### [What is being asked]
Transcribe the entries in full, keeping each word as it is.

++++++

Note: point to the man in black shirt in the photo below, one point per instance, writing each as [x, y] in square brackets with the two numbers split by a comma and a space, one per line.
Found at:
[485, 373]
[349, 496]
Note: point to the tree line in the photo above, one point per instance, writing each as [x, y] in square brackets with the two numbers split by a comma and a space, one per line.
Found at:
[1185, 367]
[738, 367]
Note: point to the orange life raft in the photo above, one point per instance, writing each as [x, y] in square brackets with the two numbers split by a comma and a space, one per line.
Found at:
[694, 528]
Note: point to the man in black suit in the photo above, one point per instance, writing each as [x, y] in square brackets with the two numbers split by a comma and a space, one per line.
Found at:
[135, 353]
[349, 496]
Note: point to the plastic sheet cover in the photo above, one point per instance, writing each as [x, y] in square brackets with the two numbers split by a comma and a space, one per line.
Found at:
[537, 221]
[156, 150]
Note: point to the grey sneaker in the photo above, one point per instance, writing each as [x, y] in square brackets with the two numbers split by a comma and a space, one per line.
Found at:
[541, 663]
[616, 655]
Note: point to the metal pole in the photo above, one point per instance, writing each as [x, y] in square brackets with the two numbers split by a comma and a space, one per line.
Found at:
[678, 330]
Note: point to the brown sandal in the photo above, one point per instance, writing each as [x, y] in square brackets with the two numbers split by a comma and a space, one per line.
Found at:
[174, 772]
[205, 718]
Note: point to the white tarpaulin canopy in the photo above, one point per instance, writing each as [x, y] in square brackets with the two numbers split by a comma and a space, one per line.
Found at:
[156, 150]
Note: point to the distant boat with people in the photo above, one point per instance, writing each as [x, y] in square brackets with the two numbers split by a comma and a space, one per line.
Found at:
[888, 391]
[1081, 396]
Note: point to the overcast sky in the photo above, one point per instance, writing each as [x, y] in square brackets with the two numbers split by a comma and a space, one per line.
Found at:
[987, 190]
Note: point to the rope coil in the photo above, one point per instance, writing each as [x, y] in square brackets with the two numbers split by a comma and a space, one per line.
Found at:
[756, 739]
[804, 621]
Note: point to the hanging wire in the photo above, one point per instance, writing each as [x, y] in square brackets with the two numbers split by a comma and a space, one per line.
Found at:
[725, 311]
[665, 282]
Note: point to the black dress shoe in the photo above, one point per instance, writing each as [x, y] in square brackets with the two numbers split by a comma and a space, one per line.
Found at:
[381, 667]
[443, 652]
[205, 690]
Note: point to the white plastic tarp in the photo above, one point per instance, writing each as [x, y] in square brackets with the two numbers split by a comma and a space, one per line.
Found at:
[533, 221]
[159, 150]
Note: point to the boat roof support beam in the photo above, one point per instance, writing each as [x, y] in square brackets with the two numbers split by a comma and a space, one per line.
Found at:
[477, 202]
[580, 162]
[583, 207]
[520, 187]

++++++

### [Solution]
Note: point to the man in black shirt in the photo below, one point per instance, writing each as [x, y] in square brackets with the two numbers split by a comma and a space, one per line.
Found at:
[485, 373]
[349, 496]
Note: point to the tree line in the photo above, one point per instance, writing each as [x, y] in square brackets with the two numbers split by a comma and a space, one per line.
Found at:
[1185, 367]
[738, 367]
Note: point to the orange life raft in the photo above, one point per instance, writing each as [x, y] in square brackets with the two numbers split by a comma and a space, one per line.
Found at:
[694, 528]
Note: point to the man in black suit in the photo above, one point per instance, writing each as [x, y] in square brackets with the two numbers split by a comma and a space, one per line.
Found at:
[135, 353]
[349, 496]
Note: point to the plastic sheet cover in the photo above, one point per instance, writing each as [x, y] in square brackets with the two numbers split by a comma and a space, one per line.
Found at:
[537, 221]
[156, 150]
Note: point to the grey sneaker in the photo above, one point per instance, writing each as [x, y] in square brackets with the two numbers split by a comma and a space, one per line.
Found at:
[541, 663]
[616, 655]
Note: point to the metal pole in the photo above, one point per instance, writing each as [x, y] in square brackets with the two numbers split by a comma and a space, one per line.
Found at:
[678, 330]
Note: point to the brown sandal in the photo above, one point per instance, writing each as [x, y] in square brackets with the two numbers split by a comma and a space, one per line.
Found at:
[174, 772]
[205, 718]
Note: point to the white tarpaulin canopy in the photo above, one point per instance, writing each as [x, y] in square brackets with the two numbers split by a comma and a space, one per line.
Found at:
[156, 150]
Note: point to the distant boat with people in the photo above, one point per instance, writing each as [x, y] in square brackets with the two numbers split by a comma and a space, one per line.
Found at:
[888, 391]
[1081, 396]
Note: point to the overcast sky in the photo above, one point per instance, writing each as [x, y] in square brackets with the two numbers split by a comma and a space, one per line.
Found at:
[987, 190]
Note: point to the rope coil in the photo above, one point per instance, writing each as [x, y] in square brackets with the two numbers split by a comma and a space, one per line.
Found at:
[756, 739]
[804, 621]
Note: point to the hanging wire in the photo above, one point per instance, writing each as [x, y] in square brackets with the two numbers split by a comma and a space, one per line.
Found at:
[725, 311]
[665, 282]
Note: point to the black dress shoe in the photo above, one point per instance, writing each as [x, y] in square brackets with the two numbers split by a comma and a space, one per line.
Found at:
[381, 667]
[443, 652]
[205, 690]
Note: point to the white plastic tarp in the photo above, one point per instance, writing each as [x, y] in square brackets with the two numbers split by a comma and a space, one per line.
Found at:
[533, 221]
[159, 150]
Note: point to the boat roof support beam in the photo above, one point per instance, writing each as [x, y] in square brackets with the two numbers split by a comma and a space, one per line.
Found at:
[477, 202]
[580, 162]
[583, 207]
[520, 187]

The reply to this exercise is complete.